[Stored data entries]

::::

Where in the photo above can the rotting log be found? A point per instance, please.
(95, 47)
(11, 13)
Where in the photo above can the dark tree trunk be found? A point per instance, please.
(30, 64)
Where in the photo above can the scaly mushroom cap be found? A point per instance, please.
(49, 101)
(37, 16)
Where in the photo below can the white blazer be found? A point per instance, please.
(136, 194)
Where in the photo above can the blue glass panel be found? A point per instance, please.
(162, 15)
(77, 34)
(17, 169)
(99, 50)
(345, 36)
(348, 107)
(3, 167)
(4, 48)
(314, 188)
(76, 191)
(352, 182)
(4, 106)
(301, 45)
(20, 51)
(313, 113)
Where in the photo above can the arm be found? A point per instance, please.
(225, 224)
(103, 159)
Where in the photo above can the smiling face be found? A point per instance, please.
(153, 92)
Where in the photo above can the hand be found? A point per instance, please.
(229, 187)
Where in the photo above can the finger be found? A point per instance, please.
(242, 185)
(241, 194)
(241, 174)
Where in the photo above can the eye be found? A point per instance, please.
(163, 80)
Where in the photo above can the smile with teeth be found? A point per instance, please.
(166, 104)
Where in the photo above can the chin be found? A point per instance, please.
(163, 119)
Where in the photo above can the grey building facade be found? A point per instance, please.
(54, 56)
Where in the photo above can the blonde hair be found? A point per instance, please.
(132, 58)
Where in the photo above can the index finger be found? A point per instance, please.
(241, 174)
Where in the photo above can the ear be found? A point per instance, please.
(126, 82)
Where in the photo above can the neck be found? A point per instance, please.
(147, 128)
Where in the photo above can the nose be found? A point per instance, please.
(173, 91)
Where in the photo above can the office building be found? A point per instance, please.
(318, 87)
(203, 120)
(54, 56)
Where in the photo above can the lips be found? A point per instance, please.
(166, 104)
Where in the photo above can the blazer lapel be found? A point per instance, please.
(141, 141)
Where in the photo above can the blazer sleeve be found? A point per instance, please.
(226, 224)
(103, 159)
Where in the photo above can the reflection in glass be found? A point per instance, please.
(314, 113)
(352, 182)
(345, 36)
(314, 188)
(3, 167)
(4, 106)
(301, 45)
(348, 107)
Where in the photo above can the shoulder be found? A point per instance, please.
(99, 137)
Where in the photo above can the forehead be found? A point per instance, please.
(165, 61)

::::

• [TASK ITEM] The expected response is the full set of records, reproduced exactly.

• [ANSWER TO THIS PROBLEM]
Where in the photo above can the rotting log be found? A point per instance, please.
(95, 47)
(11, 13)
Where in the photo above can the dark tree trunk be found? A point per instance, please.
(30, 64)
Where in the photo above can the scaly mushroom cap be found? A point per instance, please.
(49, 101)
(37, 16)
Where in the photo below can the white blazer be found? A point per instance, please.
(136, 194)
Where in the photo above can the blue glass panel be found? A point per instance, please.
(162, 15)
(77, 34)
(17, 169)
(99, 50)
(345, 36)
(348, 107)
(3, 167)
(4, 48)
(314, 188)
(76, 191)
(352, 182)
(4, 106)
(301, 45)
(20, 51)
(313, 113)
Where in the photo above can the arm be found? A point per instance, please.
(225, 224)
(103, 159)
Where in the photo above can the smiling face be found? A point per instance, please.
(153, 92)
Where in the photo above can the hand be found? A point per instance, please.
(229, 187)
Where in the photo above can the finger be found? A point per instance, please.
(242, 185)
(241, 194)
(241, 174)
Where in the photo above can the eye be found? A point per instance, please.
(163, 80)
Where in the photo above can the smile with teeth be found? A point per instance, please.
(166, 104)
Where in the photo above can the chin be found? A point per instance, please.
(163, 119)
Where in the photo above can the grey building facade be found? A point per instance, please.
(54, 56)
Where in the photo above can the blonde hair be found? A point per instance, please.
(132, 58)
Where in the photo above can the index finger be found? A point per instance, please.
(241, 174)
Where in the photo above can the ear be found? A point per instance, please.
(126, 82)
Where in the photo above can the neck be found? A point per instance, please.
(147, 128)
Where in the photo above can the nose be found? A point per instance, please.
(173, 91)
Where in the photo above can the office building be found? A point per instance, please.
(318, 87)
(203, 120)
(54, 56)
Where in the photo above can the lips be found? A point per instance, please.
(166, 104)
Where in the photo above can the blazer lapel be found? A point per instance, please.
(141, 141)
Where in the photo above can the blazer sleeve be found? A point per instance, please.
(226, 224)
(103, 159)
Where in the photo above can the reflection in glass be found? A point per instance, please.
(314, 113)
(352, 182)
(345, 36)
(314, 188)
(3, 167)
(4, 106)
(301, 45)
(348, 107)
Where in the photo above can the shoulder be found? A point per instance, please.
(99, 137)
Where in the photo above can the forehead be found? A point per instance, please.
(165, 61)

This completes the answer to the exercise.